=== Supplied passage ===
Start of Block

Police have been trying to solve Terence Paquette's brutal stabbing death for 25 years. This week, DNA collected from discarded beer cans led to an arrest for murder.

By Constance Johnson
Kenneth Stough M

It was a gruesome crime scene at a central Florida convenience store — even for seasoned crime scene investigators.

In 1996, police found the body of 31-year-old Terence Paquette in the bathroom of the store that he managed in Orange County, Florida. He was stabbed 73 times and his throat was slit. Blood was everywhere, and the cash deposit box was missing.

The case went cold and has remained unsolved for nearly 25 years. But this week, police said genetic genealogy and evidence on discarded Budweiser beer cans led them to a suspect. Kenneth Robert Stough Jr. was arrested for first-degree murder with a deadly weapon on Tuesday. A judge has ordered that he be held without bond, according to local Orlando station WESH.

Investigators in Florida are now working to solidify the case.

“He did not confess to the crime, but he had a hard time explaining the physical evidence,” Detective Brian Savelli said at a Thursday press conference.

Orange County Sheriff John Mina said police have worked diligently on the case; he added that in 1996, the only way to make an arrest on blood evidence was to compare it to another blood sample. Amid tech breakthroughs, the case was reopened in 2003 and a DNA profile was created from blood collected at the crime scene. It was placed into a DNA database but no matches were found, police said.

End of Block

(Saved entries)
Start of Block

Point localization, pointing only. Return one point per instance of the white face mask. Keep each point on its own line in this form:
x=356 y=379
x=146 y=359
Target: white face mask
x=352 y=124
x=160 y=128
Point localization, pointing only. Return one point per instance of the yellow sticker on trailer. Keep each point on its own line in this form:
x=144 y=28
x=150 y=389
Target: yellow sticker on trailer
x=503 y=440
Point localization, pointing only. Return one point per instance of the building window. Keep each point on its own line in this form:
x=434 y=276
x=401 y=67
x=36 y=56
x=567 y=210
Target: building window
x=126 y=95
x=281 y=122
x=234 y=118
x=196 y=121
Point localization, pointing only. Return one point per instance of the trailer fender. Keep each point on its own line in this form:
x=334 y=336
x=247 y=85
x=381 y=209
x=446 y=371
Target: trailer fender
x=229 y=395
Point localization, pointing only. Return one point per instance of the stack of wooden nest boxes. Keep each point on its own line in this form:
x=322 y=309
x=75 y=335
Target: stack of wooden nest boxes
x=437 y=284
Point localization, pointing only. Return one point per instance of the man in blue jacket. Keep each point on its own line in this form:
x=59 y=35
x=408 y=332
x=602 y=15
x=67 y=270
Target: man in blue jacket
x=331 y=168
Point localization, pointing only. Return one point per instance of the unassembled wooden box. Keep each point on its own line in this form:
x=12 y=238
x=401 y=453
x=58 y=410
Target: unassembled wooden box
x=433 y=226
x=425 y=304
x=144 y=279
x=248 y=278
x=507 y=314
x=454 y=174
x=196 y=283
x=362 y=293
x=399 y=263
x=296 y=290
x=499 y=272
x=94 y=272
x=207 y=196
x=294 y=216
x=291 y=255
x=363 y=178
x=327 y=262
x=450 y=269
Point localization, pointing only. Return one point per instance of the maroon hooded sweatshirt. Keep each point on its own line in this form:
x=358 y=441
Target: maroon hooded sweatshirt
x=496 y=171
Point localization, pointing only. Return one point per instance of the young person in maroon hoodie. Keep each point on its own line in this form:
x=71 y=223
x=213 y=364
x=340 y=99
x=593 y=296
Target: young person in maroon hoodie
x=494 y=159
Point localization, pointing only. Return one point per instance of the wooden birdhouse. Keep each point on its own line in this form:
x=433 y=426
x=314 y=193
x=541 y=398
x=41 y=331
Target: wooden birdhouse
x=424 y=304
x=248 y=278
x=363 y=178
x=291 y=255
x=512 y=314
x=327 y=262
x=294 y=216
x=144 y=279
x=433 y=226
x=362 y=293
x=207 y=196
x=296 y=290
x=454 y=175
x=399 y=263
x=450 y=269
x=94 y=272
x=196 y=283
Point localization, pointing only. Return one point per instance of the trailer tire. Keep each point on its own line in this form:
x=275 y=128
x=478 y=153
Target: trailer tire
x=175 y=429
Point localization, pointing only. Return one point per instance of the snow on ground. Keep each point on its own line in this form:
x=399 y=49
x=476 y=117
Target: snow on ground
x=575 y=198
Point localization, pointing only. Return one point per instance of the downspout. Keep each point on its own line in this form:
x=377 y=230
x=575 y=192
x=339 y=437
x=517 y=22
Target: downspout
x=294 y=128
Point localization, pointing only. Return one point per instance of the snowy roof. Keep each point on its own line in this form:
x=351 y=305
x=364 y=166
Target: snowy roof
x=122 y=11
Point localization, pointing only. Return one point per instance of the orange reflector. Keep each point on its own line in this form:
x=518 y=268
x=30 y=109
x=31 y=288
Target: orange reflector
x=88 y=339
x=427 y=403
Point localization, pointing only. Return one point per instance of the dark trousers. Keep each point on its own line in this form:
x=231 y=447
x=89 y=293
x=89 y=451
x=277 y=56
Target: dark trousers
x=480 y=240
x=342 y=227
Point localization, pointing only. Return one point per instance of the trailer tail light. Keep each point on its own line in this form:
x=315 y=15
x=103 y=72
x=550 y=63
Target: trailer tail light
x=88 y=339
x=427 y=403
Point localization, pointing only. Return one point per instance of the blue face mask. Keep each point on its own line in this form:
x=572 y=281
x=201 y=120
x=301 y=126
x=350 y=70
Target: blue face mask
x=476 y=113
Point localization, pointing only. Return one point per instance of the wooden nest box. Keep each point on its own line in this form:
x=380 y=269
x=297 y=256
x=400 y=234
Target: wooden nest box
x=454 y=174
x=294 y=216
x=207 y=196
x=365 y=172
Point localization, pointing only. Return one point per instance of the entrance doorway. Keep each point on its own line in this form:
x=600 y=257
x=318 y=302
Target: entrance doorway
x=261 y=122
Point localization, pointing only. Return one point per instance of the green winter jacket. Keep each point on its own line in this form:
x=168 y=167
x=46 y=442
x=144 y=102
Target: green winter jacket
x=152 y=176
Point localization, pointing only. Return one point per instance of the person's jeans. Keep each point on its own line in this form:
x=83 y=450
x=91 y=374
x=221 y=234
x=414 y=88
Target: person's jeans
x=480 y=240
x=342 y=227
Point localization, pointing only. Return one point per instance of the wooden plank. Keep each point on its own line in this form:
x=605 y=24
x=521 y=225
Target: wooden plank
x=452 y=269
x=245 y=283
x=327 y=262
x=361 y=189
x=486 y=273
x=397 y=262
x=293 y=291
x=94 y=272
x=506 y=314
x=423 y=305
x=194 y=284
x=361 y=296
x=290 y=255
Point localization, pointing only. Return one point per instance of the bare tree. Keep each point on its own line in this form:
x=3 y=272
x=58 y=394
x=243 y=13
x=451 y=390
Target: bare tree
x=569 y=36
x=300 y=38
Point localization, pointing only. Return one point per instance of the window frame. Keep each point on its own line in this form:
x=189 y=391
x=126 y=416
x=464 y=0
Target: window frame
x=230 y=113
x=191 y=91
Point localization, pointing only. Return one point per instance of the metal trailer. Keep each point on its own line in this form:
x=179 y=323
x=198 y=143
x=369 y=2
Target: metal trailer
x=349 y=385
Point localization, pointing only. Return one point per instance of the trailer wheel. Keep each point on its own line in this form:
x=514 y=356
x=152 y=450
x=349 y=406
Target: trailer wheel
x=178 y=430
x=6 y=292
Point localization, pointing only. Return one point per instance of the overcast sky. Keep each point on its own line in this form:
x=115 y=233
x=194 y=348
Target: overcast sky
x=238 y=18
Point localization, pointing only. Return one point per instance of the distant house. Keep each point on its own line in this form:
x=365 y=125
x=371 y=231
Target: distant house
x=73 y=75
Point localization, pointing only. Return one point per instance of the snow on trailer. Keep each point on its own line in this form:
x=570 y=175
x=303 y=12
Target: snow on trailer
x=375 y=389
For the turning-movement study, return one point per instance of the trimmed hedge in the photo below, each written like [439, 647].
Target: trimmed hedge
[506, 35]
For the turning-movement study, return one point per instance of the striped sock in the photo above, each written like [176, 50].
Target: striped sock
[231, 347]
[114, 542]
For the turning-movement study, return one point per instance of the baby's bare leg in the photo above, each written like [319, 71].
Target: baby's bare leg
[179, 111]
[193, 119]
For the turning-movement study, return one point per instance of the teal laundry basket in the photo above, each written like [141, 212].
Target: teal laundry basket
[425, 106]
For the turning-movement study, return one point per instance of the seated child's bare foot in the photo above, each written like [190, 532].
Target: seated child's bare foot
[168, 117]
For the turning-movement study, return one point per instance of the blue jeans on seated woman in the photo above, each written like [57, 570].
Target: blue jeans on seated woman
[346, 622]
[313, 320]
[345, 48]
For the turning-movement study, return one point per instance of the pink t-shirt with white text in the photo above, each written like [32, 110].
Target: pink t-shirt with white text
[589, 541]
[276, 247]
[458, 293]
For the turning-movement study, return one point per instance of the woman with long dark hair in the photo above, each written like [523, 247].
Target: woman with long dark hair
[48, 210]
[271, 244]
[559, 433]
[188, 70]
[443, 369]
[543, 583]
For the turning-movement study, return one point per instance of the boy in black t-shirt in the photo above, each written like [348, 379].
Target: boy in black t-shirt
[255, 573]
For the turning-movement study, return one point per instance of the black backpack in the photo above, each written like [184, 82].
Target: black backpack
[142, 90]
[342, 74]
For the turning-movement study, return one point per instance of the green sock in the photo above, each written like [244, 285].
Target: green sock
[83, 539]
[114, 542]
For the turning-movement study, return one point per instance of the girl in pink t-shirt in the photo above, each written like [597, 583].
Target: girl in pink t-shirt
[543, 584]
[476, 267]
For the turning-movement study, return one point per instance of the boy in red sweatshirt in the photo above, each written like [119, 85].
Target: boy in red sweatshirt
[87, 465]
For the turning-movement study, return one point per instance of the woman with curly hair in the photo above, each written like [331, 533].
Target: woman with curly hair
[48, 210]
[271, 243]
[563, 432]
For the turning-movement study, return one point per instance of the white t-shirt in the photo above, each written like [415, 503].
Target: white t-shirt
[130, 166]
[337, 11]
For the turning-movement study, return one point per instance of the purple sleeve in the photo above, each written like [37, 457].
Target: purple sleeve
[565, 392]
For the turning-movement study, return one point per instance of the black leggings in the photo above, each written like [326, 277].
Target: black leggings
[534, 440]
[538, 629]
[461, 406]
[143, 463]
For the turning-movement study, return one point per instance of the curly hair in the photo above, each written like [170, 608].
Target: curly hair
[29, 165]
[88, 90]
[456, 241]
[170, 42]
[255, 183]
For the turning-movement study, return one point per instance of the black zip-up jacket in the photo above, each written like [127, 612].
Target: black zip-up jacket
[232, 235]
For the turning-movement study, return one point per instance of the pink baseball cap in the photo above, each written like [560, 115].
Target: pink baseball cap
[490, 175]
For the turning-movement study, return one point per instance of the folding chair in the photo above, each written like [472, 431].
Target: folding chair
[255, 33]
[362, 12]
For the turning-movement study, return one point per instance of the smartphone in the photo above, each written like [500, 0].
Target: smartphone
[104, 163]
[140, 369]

End of Block

=== Task requirements ===
[1] Write out the portion of the article on Terence Paquette's death between "The case went" and "Thursday press conference.", inclusive.
[2] Answer the following from the article on Terence Paquette's death:
(a) How many times was Paquette stabbed?
(b) In what year was the case reopened?
(c) On what day of the week was Kenneth Robert Stough Jr. arrested?
[3] Carry on the article about the investigation into Terence Paquette's death, starting after its final sentence.

=== Exercise results ===
[1]
The case went cold and has remained unsolved for nearly 25 years. But this week, police said genetic genealogy and evidence on discarded Budweiser beer cans led them to a suspect. Kenneth Robert Stough Jr. was arrested for first-degree murder with a deadly weapon on Tuesday. A judge has ordered that he be held without bond, according to local Orlando station WESH.

Investigators in Florida are now working to solidify the case.

“He did not confess to the crime, but he had a hard time explaining the physical evidence,” Detective Brian Savelli said at a Thursday press conference.

[2]
(a) 73 times
(b) 2003
(c) Tuesday

[3]
Savelli said that he started working on the case in 2019 and soon had a fresh idea. 

“I was just thinking — if somebody was stabbed 73 times, there has got to be additional DNA that was not the victim’s and potentially the suspects,” Savelli said. “I figured there’s got to be something we can do.”

Using a bloodstain collected from a freezer handle, officers with the Florida Department of Law Enforcement were able to determine that it had come from one of three brothers. From there, detectives were able to identify a person of interest and trace them back to where they were that night in 1996.

Savelli zeroed in on Stough, who had previously worked at the convenience store. But his employment did not overlap with Paquette's time there. He also lived across the street from Paquette; decades later, he still lived in central Florida.

Soon, using a GPS tracker, he followed Savelli to a gas station in Lake County. He watched Stough throw away several beer cans, collected them, and they were later swabbed for DNA. It matched the DNA left at the crime scene.

Savelli said Paquette has no surviving relatives, but several of the victim's friends were notified; they were excited and relieved about the developments in the case, he said.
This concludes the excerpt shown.